WHAT YOU HAVE TO DO: Each of the entries should be retyped precisely as it appears.

Records contained in a dataset:
** Begin **
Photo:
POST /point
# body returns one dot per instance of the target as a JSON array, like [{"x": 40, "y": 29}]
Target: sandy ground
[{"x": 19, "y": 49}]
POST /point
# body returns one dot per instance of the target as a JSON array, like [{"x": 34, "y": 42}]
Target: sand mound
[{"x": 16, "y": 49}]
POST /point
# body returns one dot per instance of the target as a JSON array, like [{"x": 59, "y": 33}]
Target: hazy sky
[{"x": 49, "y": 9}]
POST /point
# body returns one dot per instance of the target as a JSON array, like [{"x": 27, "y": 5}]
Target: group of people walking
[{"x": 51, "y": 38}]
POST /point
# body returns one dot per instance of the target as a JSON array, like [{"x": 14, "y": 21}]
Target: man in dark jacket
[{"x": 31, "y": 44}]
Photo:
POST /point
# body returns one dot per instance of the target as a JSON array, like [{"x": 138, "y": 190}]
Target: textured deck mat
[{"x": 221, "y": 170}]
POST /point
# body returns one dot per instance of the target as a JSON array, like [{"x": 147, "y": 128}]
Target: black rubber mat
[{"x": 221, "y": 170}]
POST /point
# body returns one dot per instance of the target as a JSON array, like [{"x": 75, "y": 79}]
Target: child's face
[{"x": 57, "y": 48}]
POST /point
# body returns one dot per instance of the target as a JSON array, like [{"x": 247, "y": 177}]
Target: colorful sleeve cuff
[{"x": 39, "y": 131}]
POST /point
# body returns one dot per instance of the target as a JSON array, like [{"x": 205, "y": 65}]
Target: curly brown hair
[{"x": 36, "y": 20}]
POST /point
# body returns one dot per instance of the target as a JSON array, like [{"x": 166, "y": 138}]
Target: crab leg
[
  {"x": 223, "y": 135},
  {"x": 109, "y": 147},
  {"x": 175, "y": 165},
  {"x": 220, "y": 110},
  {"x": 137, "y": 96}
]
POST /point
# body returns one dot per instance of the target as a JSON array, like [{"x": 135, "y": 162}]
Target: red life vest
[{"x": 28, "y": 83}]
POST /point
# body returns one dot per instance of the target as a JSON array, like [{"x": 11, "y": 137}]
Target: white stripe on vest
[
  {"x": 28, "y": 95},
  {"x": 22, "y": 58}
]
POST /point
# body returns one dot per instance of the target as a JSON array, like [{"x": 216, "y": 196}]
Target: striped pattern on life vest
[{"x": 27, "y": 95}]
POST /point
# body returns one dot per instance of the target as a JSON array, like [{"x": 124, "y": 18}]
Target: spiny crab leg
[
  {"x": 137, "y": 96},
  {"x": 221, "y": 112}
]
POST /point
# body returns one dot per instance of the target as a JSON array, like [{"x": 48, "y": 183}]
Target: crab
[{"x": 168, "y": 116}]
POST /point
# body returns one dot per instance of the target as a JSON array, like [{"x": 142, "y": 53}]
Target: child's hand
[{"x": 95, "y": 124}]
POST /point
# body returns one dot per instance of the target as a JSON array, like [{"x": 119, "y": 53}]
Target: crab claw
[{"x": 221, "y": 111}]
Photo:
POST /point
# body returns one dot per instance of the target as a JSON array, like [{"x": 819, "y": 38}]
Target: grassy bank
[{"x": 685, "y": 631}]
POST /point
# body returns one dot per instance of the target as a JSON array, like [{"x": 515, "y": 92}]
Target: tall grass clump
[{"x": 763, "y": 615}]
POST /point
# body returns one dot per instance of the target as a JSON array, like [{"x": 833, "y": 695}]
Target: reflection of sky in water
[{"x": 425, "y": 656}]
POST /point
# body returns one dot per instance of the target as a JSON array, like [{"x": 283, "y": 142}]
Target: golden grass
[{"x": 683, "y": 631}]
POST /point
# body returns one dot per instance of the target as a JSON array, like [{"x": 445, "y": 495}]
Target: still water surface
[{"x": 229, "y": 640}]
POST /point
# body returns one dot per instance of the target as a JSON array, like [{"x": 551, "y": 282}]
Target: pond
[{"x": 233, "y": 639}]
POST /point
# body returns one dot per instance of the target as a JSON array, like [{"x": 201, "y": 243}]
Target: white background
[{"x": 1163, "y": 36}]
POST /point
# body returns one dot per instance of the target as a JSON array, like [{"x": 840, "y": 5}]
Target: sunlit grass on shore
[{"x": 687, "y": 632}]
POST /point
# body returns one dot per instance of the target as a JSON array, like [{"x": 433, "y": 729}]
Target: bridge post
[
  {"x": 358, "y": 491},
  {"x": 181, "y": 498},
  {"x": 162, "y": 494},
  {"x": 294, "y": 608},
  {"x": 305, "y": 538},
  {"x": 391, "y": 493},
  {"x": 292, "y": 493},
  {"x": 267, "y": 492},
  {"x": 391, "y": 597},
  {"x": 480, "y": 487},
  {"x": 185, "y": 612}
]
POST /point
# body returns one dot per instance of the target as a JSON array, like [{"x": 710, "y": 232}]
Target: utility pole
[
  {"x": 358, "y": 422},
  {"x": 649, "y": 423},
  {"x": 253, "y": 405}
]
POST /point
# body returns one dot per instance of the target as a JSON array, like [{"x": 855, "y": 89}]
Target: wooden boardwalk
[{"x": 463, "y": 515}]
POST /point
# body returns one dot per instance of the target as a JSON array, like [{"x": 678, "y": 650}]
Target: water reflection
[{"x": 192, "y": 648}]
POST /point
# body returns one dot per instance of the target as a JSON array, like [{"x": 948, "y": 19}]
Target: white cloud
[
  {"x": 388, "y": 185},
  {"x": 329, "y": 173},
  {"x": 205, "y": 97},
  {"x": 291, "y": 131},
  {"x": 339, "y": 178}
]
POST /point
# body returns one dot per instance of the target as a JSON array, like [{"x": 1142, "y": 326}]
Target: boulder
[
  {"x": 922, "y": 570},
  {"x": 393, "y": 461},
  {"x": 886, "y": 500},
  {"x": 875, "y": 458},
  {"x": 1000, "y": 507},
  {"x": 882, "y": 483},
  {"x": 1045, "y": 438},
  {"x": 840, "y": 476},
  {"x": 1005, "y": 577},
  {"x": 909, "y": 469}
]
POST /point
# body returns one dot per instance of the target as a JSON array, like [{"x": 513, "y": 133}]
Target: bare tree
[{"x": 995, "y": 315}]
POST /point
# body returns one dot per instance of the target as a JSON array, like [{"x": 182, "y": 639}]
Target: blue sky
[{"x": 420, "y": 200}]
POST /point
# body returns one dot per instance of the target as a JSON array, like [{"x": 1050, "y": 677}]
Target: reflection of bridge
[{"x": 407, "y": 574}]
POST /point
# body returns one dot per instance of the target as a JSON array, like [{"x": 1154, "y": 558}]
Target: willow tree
** End **
RIGHT ANSWER:
Photo:
POST /point
# body returns one dot per instance of the target as a JSON array, like [{"x": 40, "y": 29}]
Target: sandy ground
[{"x": 19, "y": 49}]
POST /point
# body returns one dot per instance of the target as a JSON array, like [{"x": 34, "y": 42}]
Target: sand mound
[{"x": 16, "y": 49}]
POST /point
# body returns one dot per instance of the target as a JSON array, like [{"x": 59, "y": 33}]
Target: hazy sky
[{"x": 49, "y": 9}]
POST /point
# body returns one dot per instance of the target as a JSON array, like [{"x": 27, "y": 5}]
Target: group of people walking
[{"x": 51, "y": 38}]
POST /point
# body returns one dot per instance of the target as a JSON array, like [{"x": 14, "y": 21}]
Target: man in dark jacket
[{"x": 31, "y": 44}]
Photo:
POST /point
# body returns one dot per instance of the target as a JSON array, like [{"x": 138, "y": 190}]
Target: textured deck mat
[{"x": 221, "y": 170}]
POST /point
# body returns one dot per instance of the target as a JSON array, like [{"x": 147, "y": 128}]
Target: black rubber mat
[{"x": 221, "y": 170}]
POST /point
# body returns one dot per instance of the target as a JSON array, like [{"x": 75, "y": 79}]
Target: child's face
[{"x": 57, "y": 48}]
POST /point
# body returns one dot per instance of the target as a JSON array, like [{"x": 247, "y": 177}]
Target: colorful sleeve cuff
[{"x": 39, "y": 131}]
POST /point
# body returns one dot per instance of the target as a JSON array, like [{"x": 205, "y": 65}]
Target: curly brown hair
[{"x": 36, "y": 20}]
POST /point
# body returns one dot per instance of the target as a JSON array, like [{"x": 166, "y": 138}]
Target: crab leg
[
  {"x": 223, "y": 135},
  {"x": 109, "y": 147},
  {"x": 175, "y": 165},
  {"x": 220, "y": 110},
  {"x": 137, "y": 96}
]
POST /point
# body returns one dot per instance of the target as a JSON array, like [{"x": 135, "y": 162}]
Target: red life vest
[{"x": 28, "y": 83}]
POST /point
# body returns one dot per instance of the target as a JSON array, like [{"x": 11, "y": 137}]
Target: white stripe on vest
[
  {"x": 28, "y": 95},
  {"x": 22, "y": 58}
]
POST /point
# body returns one dot per instance of the target as a JSON array, like [{"x": 216, "y": 196}]
Target: striped pattern on life vest
[{"x": 27, "y": 95}]
POST /point
# body returns one dot per instance of the target as a JSON array, like [{"x": 124, "y": 18}]
Target: spiny crab leg
[
  {"x": 137, "y": 96},
  {"x": 221, "y": 112}
]
POST /point
# body returns one dot per instance of the target as a JSON array, like [{"x": 48, "y": 183}]
Target: crab
[{"x": 168, "y": 116}]
POST /point
# body returns one dot per instance of the target as a JSON array, like [{"x": 142, "y": 53}]
Target: child's hand
[{"x": 95, "y": 124}]
POST /point
# body returns one dot per instance of the target as a JSON array, like [{"x": 119, "y": 53}]
Target: crab claw
[{"x": 221, "y": 111}]
Photo:
POST /point
# body returns one dot per instance of the target as a JSON array, like [{"x": 819, "y": 38}]
Target: grassy bank
[{"x": 685, "y": 631}]
POST /point
# body returns one dot per instance of the target as a JSON array, like [{"x": 515, "y": 92}]
Target: tall grass clump
[{"x": 763, "y": 615}]
POST /point
# body returns one dot per instance of the target as a JSON array, like [{"x": 833, "y": 695}]
Target: reflection of sky in water
[{"x": 425, "y": 656}]
POST /point
# body returns one dot per instance of the target as a JSON array, like [{"x": 283, "y": 142}]
Target: golden grass
[{"x": 683, "y": 631}]
POST /point
# body returns one dot per instance of the target as a JSON array, like [{"x": 445, "y": 495}]
Target: still water surface
[{"x": 229, "y": 640}]
POST /point
# body returns one dot per instance of the target as a JSON array, like [{"x": 551, "y": 282}]
Target: pond
[{"x": 233, "y": 639}]
POST /point
# body returns one dot per instance of the target as a JSON array, like [{"x": 201, "y": 243}]
Target: white background
[{"x": 1163, "y": 36}]
POST /point
# body returns one dot per instance of the target as a JSON array, like [{"x": 840, "y": 5}]
Target: sunlit grass on shore
[{"x": 687, "y": 632}]
POST /point
# body returns one dot per instance of the target as a JSON array, like [{"x": 433, "y": 729}]
Target: bridge post
[
  {"x": 358, "y": 491},
  {"x": 181, "y": 498},
  {"x": 162, "y": 494},
  {"x": 294, "y": 608},
  {"x": 305, "y": 538},
  {"x": 391, "y": 493},
  {"x": 292, "y": 493},
  {"x": 267, "y": 492},
  {"x": 391, "y": 597},
  {"x": 480, "y": 487},
  {"x": 185, "y": 612}
]
POST /point
# body returns one dot per instance of the target as a JSON array, like [{"x": 710, "y": 232}]
Target: utility pole
[
  {"x": 358, "y": 422},
  {"x": 649, "y": 423},
  {"x": 253, "y": 405}
]
POST /point
# body returns one dot per instance of the target as a JSON array, like [{"x": 855, "y": 89}]
Target: wooden boardwalk
[{"x": 463, "y": 515}]
POST /point
# body returns one dot per instance of the target as a JSON array, like [{"x": 678, "y": 650}]
Target: water reflection
[{"x": 192, "y": 648}]
POST /point
# body returns one dot per instance of the target as a JSON array, like [{"x": 948, "y": 19}]
Target: white cloud
[
  {"x": 388, "y": 185},
  {"x": 329, "y": 173},
  {"x": 205, "y": 97},
  {"x": 291, "y": 131},
  {"x": 339, "y": 178}
]
POST /point
# body returns one dot per instance of the target as a JSON array, like [{"x": 1142, "y": 326}]
Target: boulder
[
  {"x": 922, "y": 570},
  {"x": 393, "y": 461},
  {"x": 886, "y": 500},
  {"x": 875, "y": 458},
  {"x": 1000, "y": 507},
  {"x": 882, "y": 483},
  {"x": 1045, "y": 438},
  {"x": 840, "y": 476},
  {"x": 1005, "y": 577},
  {"x": 909, "y": 469}
]
POST /point
# body returns one dot per instance of the target as a JSON array, like [{"x": 513, "y": 133}]
Target: bare tree
[{"x": 995, "y": 315}]
POST /point
# body returns one dot per instance of the target as a JSON array, like [{"x": 182, "y": 639}]
Target: blue sky
[{"x": 420, "y": 200}]
POST /point
# body returns one dot per instance of the target as a JSON array, like [{"x": 1050, "y": 677}]
Target: reflection of bridge
[{"x": 407, "y": 574}]
POST /point
# body returns one dot per instance of the target as a JSON array, like [{"x": 1154, "y": 558}]
Target: willow tree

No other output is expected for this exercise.